● WHAT TO WORK ON
If a line in the records below holds the word "green", copy it.

Stored data entries:

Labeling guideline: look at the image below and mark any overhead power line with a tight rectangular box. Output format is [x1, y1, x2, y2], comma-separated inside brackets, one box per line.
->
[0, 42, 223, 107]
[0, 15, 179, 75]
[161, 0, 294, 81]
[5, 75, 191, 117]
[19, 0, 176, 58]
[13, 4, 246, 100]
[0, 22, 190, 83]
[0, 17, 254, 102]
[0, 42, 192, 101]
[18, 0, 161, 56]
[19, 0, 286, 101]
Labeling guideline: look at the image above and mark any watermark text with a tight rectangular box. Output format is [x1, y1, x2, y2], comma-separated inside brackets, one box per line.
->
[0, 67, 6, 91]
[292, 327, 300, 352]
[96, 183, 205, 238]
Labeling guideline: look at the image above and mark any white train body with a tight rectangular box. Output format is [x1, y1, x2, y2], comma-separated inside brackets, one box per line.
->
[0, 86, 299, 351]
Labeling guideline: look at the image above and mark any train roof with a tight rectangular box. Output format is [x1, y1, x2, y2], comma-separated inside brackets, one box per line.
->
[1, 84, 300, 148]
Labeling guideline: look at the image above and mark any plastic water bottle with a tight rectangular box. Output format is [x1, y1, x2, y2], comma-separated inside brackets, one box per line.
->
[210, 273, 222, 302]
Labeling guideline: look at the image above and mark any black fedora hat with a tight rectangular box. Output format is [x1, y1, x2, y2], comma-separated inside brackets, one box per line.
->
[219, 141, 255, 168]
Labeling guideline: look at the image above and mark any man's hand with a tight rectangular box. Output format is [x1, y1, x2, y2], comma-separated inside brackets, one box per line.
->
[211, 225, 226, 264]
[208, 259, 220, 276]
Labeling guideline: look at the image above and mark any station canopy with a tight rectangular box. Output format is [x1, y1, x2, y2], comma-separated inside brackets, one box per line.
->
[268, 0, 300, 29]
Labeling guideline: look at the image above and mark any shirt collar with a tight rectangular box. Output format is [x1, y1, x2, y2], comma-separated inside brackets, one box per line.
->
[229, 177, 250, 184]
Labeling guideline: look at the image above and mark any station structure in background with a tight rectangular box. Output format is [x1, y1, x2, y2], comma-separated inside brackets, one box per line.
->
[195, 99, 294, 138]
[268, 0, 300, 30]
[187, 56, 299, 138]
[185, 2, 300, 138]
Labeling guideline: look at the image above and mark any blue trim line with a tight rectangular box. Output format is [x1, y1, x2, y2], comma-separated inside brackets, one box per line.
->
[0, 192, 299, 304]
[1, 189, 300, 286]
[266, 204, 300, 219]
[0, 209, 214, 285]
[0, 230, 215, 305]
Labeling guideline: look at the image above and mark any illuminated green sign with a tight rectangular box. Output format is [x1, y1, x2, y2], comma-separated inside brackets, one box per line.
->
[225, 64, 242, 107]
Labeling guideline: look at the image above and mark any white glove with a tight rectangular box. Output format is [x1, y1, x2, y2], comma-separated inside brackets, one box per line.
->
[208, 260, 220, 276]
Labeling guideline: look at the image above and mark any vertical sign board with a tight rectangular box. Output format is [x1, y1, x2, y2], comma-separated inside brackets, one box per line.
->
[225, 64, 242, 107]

...

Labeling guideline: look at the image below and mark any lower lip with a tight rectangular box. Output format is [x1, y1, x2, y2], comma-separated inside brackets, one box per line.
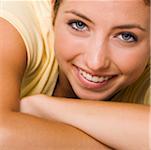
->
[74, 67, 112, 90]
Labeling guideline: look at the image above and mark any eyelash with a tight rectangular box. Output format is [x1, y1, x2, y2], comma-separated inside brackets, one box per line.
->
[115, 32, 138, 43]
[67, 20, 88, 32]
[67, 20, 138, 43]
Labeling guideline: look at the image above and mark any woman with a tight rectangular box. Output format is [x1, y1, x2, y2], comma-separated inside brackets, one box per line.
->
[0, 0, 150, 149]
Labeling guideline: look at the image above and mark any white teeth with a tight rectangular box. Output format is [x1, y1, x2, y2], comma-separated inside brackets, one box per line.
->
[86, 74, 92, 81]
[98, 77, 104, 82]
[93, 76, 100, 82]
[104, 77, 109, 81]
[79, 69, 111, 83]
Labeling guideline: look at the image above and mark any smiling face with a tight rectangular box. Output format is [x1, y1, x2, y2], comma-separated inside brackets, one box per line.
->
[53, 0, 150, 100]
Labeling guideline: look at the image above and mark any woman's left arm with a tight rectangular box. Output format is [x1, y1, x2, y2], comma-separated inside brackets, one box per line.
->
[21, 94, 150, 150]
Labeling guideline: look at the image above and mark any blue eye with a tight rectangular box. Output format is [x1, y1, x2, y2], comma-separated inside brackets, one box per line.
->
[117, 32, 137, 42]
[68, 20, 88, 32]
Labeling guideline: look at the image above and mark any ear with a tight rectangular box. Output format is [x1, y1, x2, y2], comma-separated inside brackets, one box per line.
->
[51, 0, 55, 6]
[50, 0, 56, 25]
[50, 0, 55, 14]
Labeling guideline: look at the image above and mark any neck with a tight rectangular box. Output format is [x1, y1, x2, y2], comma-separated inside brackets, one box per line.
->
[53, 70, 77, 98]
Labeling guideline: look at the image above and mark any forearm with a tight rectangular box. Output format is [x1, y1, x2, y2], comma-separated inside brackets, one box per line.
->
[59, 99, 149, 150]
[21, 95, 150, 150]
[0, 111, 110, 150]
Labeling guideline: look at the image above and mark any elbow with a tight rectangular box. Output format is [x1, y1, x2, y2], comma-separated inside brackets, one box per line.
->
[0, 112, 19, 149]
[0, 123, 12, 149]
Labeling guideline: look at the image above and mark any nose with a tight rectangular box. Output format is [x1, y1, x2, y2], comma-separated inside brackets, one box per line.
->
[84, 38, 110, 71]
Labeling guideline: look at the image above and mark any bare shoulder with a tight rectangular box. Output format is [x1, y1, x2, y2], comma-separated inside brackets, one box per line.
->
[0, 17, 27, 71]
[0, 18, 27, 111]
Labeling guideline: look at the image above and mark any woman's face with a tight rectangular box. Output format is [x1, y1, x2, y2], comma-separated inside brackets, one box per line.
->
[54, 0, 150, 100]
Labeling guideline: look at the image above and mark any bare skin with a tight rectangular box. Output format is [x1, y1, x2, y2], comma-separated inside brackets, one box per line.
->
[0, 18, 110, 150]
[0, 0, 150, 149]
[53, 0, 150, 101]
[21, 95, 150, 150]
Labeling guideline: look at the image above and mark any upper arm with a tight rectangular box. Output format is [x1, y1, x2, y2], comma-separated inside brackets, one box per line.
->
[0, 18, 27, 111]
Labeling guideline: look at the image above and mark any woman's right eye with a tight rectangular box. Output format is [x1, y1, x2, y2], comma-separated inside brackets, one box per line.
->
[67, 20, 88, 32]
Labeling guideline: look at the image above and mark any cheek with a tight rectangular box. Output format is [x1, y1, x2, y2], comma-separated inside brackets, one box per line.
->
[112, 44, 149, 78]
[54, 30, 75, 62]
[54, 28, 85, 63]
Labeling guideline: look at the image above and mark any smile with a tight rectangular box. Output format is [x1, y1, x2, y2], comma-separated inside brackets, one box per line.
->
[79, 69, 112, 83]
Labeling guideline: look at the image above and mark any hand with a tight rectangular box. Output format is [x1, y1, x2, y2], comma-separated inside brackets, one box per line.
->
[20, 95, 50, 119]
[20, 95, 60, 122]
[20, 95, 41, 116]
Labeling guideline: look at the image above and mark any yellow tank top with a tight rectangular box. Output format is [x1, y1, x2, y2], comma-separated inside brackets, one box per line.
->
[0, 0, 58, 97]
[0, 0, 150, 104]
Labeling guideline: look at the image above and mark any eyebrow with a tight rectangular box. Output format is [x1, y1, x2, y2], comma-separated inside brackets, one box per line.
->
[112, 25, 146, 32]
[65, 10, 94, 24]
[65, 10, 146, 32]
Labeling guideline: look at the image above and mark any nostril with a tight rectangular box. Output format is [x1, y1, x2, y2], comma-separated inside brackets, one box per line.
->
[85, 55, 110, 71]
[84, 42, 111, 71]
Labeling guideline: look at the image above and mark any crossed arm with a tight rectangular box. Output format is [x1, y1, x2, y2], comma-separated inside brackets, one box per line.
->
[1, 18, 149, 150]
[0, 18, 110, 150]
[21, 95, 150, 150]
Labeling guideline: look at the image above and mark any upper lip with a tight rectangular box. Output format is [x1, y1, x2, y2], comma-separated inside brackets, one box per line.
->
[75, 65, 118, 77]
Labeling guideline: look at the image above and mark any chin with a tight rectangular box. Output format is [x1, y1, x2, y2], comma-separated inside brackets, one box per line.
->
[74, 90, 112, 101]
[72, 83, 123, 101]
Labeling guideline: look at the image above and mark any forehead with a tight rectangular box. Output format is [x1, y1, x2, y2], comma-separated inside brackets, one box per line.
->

* * *

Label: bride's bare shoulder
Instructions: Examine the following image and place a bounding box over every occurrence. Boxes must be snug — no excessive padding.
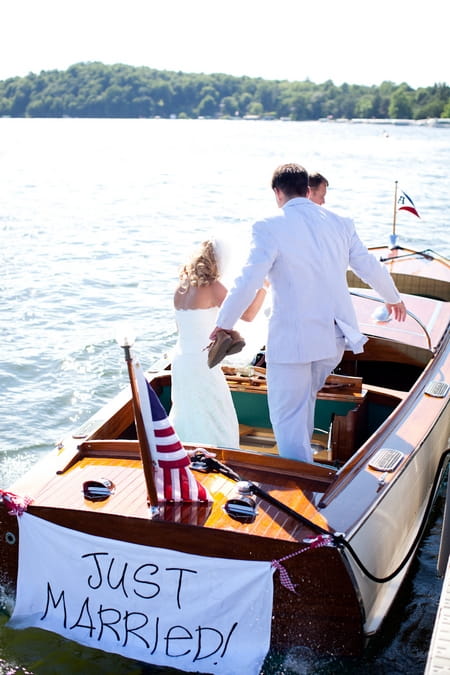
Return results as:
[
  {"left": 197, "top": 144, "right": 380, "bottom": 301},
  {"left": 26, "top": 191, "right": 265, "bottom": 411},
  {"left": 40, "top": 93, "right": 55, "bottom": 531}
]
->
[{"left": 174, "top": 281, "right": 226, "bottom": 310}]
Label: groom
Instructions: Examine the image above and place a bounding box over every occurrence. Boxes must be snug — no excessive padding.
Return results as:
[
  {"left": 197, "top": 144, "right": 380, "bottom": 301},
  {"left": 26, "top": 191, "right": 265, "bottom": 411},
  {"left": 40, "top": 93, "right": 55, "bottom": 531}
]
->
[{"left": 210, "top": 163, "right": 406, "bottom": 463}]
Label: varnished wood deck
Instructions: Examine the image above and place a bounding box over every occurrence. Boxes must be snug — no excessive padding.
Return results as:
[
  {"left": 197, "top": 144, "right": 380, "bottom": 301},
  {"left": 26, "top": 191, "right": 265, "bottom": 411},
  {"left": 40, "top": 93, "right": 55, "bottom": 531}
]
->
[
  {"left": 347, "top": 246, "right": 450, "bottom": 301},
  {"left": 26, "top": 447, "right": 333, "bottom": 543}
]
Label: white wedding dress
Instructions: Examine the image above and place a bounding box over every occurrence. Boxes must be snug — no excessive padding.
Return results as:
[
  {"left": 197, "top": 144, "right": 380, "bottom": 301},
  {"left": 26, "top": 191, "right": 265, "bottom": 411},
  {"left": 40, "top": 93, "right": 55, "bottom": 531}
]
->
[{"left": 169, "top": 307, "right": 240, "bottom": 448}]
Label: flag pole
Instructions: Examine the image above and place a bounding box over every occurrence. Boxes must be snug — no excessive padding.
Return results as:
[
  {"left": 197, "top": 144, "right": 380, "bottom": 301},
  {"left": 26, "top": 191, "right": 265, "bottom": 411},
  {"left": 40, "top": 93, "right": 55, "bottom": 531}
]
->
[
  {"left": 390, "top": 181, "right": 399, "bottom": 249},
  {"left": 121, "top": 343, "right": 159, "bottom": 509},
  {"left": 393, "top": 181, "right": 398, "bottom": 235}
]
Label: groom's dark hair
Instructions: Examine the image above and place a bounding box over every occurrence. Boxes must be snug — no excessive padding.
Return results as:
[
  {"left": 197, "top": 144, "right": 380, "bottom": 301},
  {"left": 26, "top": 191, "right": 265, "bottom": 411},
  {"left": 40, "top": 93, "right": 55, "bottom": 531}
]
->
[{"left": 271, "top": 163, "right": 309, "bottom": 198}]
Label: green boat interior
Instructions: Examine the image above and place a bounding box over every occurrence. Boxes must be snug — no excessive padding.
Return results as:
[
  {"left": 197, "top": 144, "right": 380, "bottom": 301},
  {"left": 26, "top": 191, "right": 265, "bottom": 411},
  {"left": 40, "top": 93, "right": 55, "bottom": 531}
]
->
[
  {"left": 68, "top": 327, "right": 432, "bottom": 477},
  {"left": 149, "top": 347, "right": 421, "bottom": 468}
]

● ANSWER TO THE PROBLEM
Labeling guideline: look at the image above and mark any illuminated green sign with a tight rectangular box. Output format is [x1, y1, x2, y2], comma-separated inside brackets, one box per line.
Label: green boat interior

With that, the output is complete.